#### SOURCE PASSAGE

## BEGIN

Cirencester Cross Country Report, by Jane Garton
Cirencester XC, 7 February 2016
I’m new to cross country, and throughout the four miles of hellish quagmire that was Horspath in January I swore ‘never again’ and really meant it. I swore a lot in fact. But the mind is a funny thing… and so it was that just a day or two later I found myself ordering a pair of spikes – and a few weeks later, after a Saturday of non-stop rain, I’m setting off into the hellish quagmire that is XC round 4 in Cirencester.
Well this is nice
So I’ve learned my lessons from my first two XCs – I’ve done my laces up properly, studied the route, and I didn’t eat brownie mix for breakfast. According to some very complicated-sounding sums I’m in with a chance of being the most-improved runner this year (gasp) so it’s all good – if I can stand the pressure! And at first it is all good. The woodland trail is beautiful, the mud’s not totally ridiculous, and thanks to the tree cover I’m spared the usual demoralising sight of a long line of runners stretching out for miles ahead of me. What’s more, my new spikes are amazing and unlike at Horspath I can concentrate on moving forward as opposed to not falling over. They aren’t exactly comfortable, but then I don’t think comfort’s a feature of XC. Heading downhill as fast as I dare, I catch a tree root and go flying. ‘Are you okay Eynsham?’ enquire a couple of kind ladies from Headington. I wonder who Eynsham is – I swear running shrinks my brain – but yes, thanks, I’m fine (they’re long gone).

## END

#### SHORT TASK A
Count the lines in the records that contain the string "badge". Reply with the number alone.
The race report and the records are unrelated.

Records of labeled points
## BEGIN

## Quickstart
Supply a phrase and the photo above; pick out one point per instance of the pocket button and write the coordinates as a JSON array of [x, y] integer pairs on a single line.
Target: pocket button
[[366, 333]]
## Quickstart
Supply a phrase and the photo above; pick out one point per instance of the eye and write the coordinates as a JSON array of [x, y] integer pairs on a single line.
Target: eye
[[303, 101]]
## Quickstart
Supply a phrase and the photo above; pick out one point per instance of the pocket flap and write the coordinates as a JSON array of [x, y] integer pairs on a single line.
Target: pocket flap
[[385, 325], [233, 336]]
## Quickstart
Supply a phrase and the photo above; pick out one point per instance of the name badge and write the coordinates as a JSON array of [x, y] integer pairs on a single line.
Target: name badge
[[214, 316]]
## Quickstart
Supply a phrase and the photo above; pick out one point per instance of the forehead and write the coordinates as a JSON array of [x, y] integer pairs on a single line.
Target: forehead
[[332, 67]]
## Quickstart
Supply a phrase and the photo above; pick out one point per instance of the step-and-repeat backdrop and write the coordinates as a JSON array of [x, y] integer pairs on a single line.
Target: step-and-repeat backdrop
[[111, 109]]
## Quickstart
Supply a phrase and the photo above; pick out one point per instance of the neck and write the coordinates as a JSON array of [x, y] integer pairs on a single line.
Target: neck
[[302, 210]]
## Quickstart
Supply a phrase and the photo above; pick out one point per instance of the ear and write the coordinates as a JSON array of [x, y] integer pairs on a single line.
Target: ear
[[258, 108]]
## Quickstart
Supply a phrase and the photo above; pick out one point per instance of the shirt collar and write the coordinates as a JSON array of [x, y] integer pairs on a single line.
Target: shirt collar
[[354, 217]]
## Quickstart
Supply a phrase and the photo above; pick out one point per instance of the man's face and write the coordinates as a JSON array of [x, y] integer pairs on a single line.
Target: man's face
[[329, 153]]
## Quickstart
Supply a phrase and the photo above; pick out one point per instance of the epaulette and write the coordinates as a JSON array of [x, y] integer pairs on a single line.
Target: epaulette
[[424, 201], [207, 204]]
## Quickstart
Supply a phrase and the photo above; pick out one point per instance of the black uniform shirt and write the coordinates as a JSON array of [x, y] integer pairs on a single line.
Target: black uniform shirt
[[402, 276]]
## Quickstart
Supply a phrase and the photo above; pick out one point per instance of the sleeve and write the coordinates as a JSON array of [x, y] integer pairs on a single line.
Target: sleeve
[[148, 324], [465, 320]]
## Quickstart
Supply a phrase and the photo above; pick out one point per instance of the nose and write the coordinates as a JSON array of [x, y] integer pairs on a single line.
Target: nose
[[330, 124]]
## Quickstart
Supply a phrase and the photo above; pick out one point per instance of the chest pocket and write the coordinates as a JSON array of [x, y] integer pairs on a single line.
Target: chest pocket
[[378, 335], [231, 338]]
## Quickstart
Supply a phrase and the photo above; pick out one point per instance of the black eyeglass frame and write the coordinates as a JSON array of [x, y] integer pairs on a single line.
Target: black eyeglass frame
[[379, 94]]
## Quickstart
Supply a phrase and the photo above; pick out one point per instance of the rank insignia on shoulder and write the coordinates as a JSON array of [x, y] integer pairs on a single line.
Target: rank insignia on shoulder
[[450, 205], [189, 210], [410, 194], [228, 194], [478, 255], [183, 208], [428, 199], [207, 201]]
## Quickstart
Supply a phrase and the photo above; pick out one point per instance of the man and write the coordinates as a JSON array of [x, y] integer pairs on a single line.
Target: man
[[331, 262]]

## END

#### SHORT TASK B
In the cross country report, why is the runner spared the sight of a long line of runners stretching out ahead on the woodland trail?

#### CORRECT RESULT A
2

#### CORRECT RESULT B
The trees cover the trail and block the view ahead. Because of that tree cover, the runner doesn't see the usual long line of runners stretching out for miles ahead.